» Verilen metin:
- - -

2918 sayılı Karayolları Trafik Kanunu’nun 91/1.maddesinde, “işletenlerin, bu kanunun 85/1 maddesine göre olan sorumluluklarının karşılanmasını sağlamak üzere mali sorumluluk sigortası yaptırmaları zorunludur”, aynı yasanın 85/1 maddesinde, “bir motorlu aracın işletilmesi bir kimsenin ölümüne veya yararlanmasına yahut bir şeyin zarara uğramasına sebep olursa, araç işletenin bu zarardan sorumlu olacağı”, aynı yasanın 85/son maddesinde ise, “ işleten ve araç işleticisi teşebbüsün sahibi, aracın sürücüsünün veya aracın kullanılmasına katılan yardımcı kişilerin kusurundan kendi kusuru gibi sorumludur.” hükümlerine yer verilmiş, Karayolları Zorunlu Mali Sorumluluk Sigortası Genel Şartlarının A-1.maddesinde de, “sigortacı bu poliçede tanımlanan motorlu aracın işletilmesi sırasında bir kimsenin ölümüne veya yaralanmasına veya bir şeyin zarara uğramasına sebebiyet vermesinden dolayı 2918 sayılı Karayolları Trafik Kanunu’na göre işletene düşen hukuki sorumluluğu, zorunlu sigorta limitlerine kadar temin eder” şeklinde ifade edilmiştir.
Buna göre ZMSS’nin motorlu araçların işletilme tehlikesine karşın zarar gören üçüncü şahısların korumak amacıyla getirilmiş olan bu düzenlemeyle öngörülen sorumluluğun tehlike sorumluluğu olduğu, öğretide ve yargı içtihatlarıyla sabittir.

- - -

» Göreviniz:
Aşağıdaki soruları verilen metne dayanarak cevaplayınız.
(a) 2918 sayılı Karayolları Trafik Kanunu'nun hangi maddesi işletenlere mali sorumluluk sigortası yaptırma zorunluluğu getirir?
(b) Karayolları Zorunlu Mali Sorumluluk Sigortası Genel Şartlarının hangi maddesi sigortacının teminatını tanımlar?
(c) Öğretide ve yargı içtihatlarıyla sabit olduğu belirtilen sorumluluk türü nedir?

» Sağlanan satırlar:

- - -

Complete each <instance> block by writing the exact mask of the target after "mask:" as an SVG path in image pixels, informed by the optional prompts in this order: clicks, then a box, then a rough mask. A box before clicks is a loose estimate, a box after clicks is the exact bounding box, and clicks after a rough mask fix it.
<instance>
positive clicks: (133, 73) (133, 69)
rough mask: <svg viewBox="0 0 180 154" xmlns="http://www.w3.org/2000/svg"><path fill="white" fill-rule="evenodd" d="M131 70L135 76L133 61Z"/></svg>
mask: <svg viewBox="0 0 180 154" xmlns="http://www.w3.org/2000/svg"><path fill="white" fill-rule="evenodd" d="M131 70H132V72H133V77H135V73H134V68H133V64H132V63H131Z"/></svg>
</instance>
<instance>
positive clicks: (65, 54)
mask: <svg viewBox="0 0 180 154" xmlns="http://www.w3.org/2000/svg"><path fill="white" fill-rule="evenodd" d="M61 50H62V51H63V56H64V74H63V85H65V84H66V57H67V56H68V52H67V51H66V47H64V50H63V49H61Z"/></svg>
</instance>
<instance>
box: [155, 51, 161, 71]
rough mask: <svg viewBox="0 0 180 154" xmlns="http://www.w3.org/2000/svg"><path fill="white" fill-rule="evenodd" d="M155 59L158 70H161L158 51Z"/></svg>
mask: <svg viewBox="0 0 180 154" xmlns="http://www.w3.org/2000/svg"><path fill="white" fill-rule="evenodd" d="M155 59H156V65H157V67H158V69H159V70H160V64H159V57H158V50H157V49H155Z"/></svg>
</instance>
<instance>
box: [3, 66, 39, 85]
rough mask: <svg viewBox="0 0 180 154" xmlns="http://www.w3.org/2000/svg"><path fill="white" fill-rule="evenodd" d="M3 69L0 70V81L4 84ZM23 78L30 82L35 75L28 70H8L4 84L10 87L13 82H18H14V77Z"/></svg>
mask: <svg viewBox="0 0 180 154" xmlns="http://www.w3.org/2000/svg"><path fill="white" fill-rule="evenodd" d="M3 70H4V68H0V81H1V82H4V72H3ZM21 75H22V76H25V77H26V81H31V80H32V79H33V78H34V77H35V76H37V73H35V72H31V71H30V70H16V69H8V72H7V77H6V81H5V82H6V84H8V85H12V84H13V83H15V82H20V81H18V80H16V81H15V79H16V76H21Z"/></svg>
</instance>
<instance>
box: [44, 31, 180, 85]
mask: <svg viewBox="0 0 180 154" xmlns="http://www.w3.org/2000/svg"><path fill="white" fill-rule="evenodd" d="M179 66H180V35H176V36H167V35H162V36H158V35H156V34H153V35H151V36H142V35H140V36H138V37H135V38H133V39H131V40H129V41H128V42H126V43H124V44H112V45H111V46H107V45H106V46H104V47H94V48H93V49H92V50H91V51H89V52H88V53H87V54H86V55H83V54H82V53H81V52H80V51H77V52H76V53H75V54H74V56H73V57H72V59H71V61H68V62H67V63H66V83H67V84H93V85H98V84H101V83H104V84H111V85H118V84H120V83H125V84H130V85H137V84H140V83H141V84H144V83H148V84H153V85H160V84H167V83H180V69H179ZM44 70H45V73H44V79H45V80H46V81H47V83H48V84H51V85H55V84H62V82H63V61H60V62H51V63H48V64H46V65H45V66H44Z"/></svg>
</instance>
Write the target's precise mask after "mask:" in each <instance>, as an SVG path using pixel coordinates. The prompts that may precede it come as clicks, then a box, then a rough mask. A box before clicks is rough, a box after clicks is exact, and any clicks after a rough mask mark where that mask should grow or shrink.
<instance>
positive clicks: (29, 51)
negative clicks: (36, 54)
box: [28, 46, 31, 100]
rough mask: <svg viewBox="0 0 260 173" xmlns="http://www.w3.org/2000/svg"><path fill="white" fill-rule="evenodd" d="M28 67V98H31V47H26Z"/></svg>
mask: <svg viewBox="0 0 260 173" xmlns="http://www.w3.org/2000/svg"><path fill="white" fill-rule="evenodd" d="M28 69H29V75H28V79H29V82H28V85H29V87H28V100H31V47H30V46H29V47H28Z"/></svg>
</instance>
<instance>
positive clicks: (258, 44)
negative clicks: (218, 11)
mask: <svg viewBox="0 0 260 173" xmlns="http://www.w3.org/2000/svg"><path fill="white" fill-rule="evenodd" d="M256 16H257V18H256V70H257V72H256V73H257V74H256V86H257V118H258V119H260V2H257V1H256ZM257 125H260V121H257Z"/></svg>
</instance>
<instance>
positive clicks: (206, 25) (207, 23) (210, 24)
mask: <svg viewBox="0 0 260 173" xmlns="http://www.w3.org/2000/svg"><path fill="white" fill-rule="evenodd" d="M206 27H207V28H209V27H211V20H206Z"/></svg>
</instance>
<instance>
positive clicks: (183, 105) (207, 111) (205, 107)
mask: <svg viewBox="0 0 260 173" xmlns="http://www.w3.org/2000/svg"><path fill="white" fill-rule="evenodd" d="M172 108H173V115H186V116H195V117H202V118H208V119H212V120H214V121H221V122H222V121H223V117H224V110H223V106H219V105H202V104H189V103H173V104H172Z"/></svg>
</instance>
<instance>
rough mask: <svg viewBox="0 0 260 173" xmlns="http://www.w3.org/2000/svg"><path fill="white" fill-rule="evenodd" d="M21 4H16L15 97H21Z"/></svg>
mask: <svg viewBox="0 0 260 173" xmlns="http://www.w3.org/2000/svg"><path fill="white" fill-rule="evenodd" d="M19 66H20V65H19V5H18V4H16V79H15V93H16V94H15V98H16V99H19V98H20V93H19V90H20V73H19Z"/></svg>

- - -

» Yanıt alanı:
(a) 91/1. madde
(b) A-1. madde
(c) Tehlike sorumluluğu